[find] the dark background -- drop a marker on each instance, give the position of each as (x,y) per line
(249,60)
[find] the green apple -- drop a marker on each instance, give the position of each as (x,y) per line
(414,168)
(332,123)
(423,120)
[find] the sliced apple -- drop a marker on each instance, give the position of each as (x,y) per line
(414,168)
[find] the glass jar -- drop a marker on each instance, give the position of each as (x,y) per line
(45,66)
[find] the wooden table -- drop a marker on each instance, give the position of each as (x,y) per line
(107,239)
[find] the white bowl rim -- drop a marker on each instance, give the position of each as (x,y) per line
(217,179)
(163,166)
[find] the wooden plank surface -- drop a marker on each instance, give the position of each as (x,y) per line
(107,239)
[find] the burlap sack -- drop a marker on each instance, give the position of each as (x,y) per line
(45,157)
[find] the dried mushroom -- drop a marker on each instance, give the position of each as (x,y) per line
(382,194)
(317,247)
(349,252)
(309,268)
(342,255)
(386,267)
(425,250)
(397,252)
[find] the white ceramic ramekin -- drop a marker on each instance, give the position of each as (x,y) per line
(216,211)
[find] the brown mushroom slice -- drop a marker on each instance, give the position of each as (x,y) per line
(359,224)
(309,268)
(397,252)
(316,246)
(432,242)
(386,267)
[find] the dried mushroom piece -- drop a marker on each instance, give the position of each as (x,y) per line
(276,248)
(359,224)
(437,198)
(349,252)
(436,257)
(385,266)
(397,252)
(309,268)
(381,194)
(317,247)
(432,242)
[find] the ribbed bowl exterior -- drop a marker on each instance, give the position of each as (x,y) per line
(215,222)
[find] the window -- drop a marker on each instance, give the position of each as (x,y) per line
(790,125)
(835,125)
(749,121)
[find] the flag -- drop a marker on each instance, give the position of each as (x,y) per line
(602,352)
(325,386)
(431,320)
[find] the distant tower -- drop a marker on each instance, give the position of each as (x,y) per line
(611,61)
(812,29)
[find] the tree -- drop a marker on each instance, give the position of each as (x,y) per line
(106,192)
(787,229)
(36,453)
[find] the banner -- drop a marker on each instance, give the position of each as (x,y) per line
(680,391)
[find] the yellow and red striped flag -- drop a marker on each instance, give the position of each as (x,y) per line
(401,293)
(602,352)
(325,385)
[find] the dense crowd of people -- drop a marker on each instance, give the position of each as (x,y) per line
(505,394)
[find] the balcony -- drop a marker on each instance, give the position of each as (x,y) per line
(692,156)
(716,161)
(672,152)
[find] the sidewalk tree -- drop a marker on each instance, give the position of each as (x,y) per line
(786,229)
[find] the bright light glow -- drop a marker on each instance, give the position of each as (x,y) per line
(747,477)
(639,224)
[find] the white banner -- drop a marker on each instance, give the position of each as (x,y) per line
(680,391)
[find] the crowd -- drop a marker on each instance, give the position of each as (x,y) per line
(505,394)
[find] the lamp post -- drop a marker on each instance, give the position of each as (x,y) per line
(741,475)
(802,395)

Given instruction — Reproduce every record above verbatim, keeping each line in its original order.

Reply —
[find] the dark background -- drop a marker on each instance, give the position of each as (x,y) per line
(249,60)
[find] the green apple -- drop a marker on each instance, give the position of each as (x,y) per line
(414,168)
(332,123)
(423,120)
[find] the sliced apple -- drop a marker on each instance, give the position of each as (x,y) per line
(414,168)
[find] the glass jar -- drop a marker on each instance, give the position of each as (x,y) per line
(45,66)
[find] the wooden table -- drop a marker on each instance, give the position of each as (x,y) per line
(107,239)
[find] the white bowl rim -- drop a marker on each instance, give the position of each as (x,y) per line
(217,179)
(163,166)
[find] the wooden plank surface -- drop a marker on each instance, give the position of each as (x,y) per line
(107,239)
[find] the burlap sack -- drop a marker on each instance, give the position of each as (x,y) per line
(45,157)
[find] the dried mushroom -- drop a marker on each instance, give the position of each as (x,y) per line
(382,194)
(317,247)
(349,252)
(309,268)
(342,255)
(386,267)
(425,250)
(397,252)
[find] the white ceramic ramekin -- drop a marker on each instance, give the position of each as (x,y) per line
(216,211)
[find] the brown mushroom slice -- drop a marker on each instance, give the position of each as (x,y) per line
(359,224)
(309,268)
(397,252)
(316,246)
(432,242)
(386,267)
[find] the dried mushroom piece -- drop a marker on each instance, give the position of each as (x,y) per line
(276,248)
(359,224)
(437,198)
(349,252)
(436,257)
(385,266)
(397,252)
(309,268)
(381,194)
(317,247)
(432,242)
[find] the ribbed bowl exterior -- drop a marker on each instance, give the position of each as (x,y) per line
(215,222)
[find] the window -- drop a marker on each instance, give the position of each as (x,y) per line
(790,125)
(835,125)
(749,121)
[find] the flag -- drop a marker on each instance, give the position of each as (x,y) per line
(602,352)
(325,386)
(431,320)
[find] the distant tower -- drop a marker on each instance, give the position of each as (x,y) per line
(611,61)
(812,29)
[find] the tree -- drop a marker on each instance, give the position of each as (x,y) per line
(106,192)
(787,229)
(36,453)
[find] the banner -- drop a marker on each instance, give the position of each as (x,y) per line
(680,391)
[find] the yellow and red striped flag -- drop a marker on each instance, give the position of each as (x,y) per line
(401,293)
(602,352)
(325,385)
[find] the dense crowd of people -- drop a marker on each instance, give the position of each as (x,y) per line
(505,394)
[find] the balcony -- drop a marker on each instance, give the position of each as (x,y) per line
(692,156)
(716,161)
(672,152)
[find] the sidewalk tree -- drop a marker on each instance, give the position of each as (x,y) per line
(786,229)
[find] the bright light glow -- drop a marker on each instance, give the position of each as (x,y) per line
(747,477)
(639,224)
[find] the white banner -- drop a marker on each instance, give the position of each as (x,y) per line
(680,391)
[find] the crowd -- drop a marker on each instance, give the position of each as (x,y) per line
(505,394)
[find] the lamp post -- drop a marker on each instance, give the position of each as (x,y) per line
(741,475)
(802,395)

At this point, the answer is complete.